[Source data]
[Start of section]

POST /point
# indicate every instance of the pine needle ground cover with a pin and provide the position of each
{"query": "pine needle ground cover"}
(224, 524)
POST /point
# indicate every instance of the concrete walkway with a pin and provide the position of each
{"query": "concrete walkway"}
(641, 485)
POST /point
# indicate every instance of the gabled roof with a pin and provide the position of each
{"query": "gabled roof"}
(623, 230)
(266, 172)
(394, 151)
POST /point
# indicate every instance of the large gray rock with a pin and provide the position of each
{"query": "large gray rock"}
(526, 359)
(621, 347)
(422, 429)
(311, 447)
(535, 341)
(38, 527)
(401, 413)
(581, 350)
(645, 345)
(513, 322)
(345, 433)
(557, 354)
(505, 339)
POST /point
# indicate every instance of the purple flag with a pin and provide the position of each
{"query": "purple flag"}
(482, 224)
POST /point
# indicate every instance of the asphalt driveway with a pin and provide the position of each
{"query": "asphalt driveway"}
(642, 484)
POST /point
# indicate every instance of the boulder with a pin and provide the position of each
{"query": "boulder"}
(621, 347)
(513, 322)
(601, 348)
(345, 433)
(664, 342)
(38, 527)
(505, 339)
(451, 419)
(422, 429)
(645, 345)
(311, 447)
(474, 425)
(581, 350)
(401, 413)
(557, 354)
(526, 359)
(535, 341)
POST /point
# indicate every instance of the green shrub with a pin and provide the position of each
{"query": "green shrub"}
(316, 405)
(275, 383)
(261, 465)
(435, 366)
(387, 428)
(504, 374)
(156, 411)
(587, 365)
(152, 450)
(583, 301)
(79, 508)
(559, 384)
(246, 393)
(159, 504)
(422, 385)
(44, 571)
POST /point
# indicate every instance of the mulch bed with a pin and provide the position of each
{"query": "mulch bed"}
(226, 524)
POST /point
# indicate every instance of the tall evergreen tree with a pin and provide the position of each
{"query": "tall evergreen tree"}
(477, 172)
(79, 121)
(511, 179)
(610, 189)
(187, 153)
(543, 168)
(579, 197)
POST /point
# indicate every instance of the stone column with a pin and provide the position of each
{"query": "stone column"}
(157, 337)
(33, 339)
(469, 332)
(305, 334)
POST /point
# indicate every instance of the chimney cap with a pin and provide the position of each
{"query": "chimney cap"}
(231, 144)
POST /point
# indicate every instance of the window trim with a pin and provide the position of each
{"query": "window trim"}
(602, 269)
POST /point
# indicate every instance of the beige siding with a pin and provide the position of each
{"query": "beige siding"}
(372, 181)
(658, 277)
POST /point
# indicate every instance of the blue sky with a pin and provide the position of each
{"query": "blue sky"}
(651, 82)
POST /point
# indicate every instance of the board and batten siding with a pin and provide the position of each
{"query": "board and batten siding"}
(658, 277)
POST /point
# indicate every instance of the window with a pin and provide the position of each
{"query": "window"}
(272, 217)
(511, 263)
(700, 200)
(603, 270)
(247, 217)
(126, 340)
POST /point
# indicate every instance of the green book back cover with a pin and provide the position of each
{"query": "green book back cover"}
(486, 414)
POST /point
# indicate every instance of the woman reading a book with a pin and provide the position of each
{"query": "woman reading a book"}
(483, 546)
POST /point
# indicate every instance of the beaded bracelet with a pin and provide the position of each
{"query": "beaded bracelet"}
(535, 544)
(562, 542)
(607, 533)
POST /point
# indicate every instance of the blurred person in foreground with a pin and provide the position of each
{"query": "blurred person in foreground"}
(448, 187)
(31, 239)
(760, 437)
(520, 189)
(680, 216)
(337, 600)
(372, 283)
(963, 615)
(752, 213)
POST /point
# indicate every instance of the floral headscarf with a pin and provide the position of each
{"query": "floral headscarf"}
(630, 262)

[End of section]

§ Task item
Each record, from first to last, should be returned verbatim.

§ Exercise solution
POST /point
# indicate every instance of the pine needle ground cover with a pin and provide the position of each
{"query": "pine needle ground cover"}
(224, 524)
POST /point
# indicate every instance of the concrete walkway with a pin and provide the position of each
{"query": "concrete walkway"}
(641, 485)
POST /point
# indicate every instance of the gabled roof with a pin and provide the position of each
{"query": "gabled roof"}
(623, 230)
(266, 172)
(394, 151)
POST /point
# indicate every instance of the large gray rock with a pin and provide the position of each
{"query": "large gray rock"}
(526, 359)
(621, 347)
(422, 429)
(311, 447)
(535, 341)
(38, 527)
(401, 413)
(581, 350)
(645, 345)
(513, 322)
(345, 433)
(557, 354)
(505, 339)
POST /point
# indicate every instance of the purple flag with a pin and provide the position of each
{"query": "purple flag"}
(482, 224)
POST /point
# indicate every instance of the asphalt driveway with a pin and provide the position of each
{"query": "asphalt driveway"}
(642, 484)
POST /point
# indicate every instance of the boulder with a pin and provide the position of each
{"query": "boulder"}
(621, 347)
(513, 322)
(601, 348)
(345, 433)
(664, 342)
(38, 527)
(505, 339)
(451, 419)
(422, 429)
(645, 345)
(311, 447)
(474, 425)
(581, 350)
(401, 413)
(557, 354)
(526, 359)
(535, 341)
POST /point
# indicate every instance of the green shrub with a pin and provide the position of each
{"query": "green shrub"}
(316, 405)
(275, 383)
(261, 465)
(435, 366)
(387, 428)
(504, 374)
(156, 411)
(587, 365)
(152, 450)
(583, 301)
(79, 508)
(559, 384)
(246, 393)
(159, 504)
(422, 385)
(44, 571)
POST /point
# indicate every instance of the mulch bed with a pin and provide the position of each
{"query": "mulch bed"}
(226, 524)
POST /point
# indicate every instance of the tall evergreen tree with a pin and provide the position of each
{"query": "tall evergreen tree"}
(477, 172)
(79, 121)
(511, 179)
(610, 189)
(187, 153)
(543, 168)
(579, 197)
POST /point
# indicate every instance of the stone column with a pin and provide the position of each
{"query": "stone column"}
(157, 337)
(33, 339)
(469, 332)
(305, 334)
POST /point
# indicate every instance of the chimney cap with a pin and provide the position of each
{"query": "chimney cap"}
(231, 144)
POST /point
# indicate every instance of the window trim with a pin and provide the position of each
{"query": "window trim"}
(602, 269)
POST /point
# indicate every instance of the beige siding with a pin and provide the position of each
{"query": "beige siding"}
(372, 181)
(658, 277)
POST /point
# indicate every instance of the blue sky with a pin and provide the position of each
{"query": "blue sky"}
(651, 82)
POST /point
# indicate every instance of the board and batten siding with a pin and provide the position of each
{"query": "board and batten siding"}
(658, 277)
POST /point
# indicate every instance of the window with a pin and provide the position of each
{"query": "window"}
(272, 217)
(511, 263)
(700, 200)
(603, 270)
(247, 217)
(126, 340)
POST /point
# indicate every instance of the green book back cover with a pin and provide the position of each
{"query": "green book back cover"}
(486, 414)
POST /point
# indicate every instance of the woman reading a book with a pin and provide the position of each
{"query": "woman reading a book"}
(483, 546)
POST /point
# indicate every instance of the beaded bracelet with a pin and provide the position of each
{"query": "beaded bracelet"}
(535, 544)
(562, 542)
(607, 533)
POST /point
# indicate every instance of the blurred person in foreground with a pin and provide the position of each
{"query": "blurred person in foreground"}
(448, 187)
(31, 239)
(760, 437)
(520, 189)
(680, 216)
(337, 600)
(372, 283)
(963, 615)
(752, 213)
POST /point
# indicate every instance of the floral headscarf with a pin and provide the position of each
{"query": "floral headscarf"}
(630, 262)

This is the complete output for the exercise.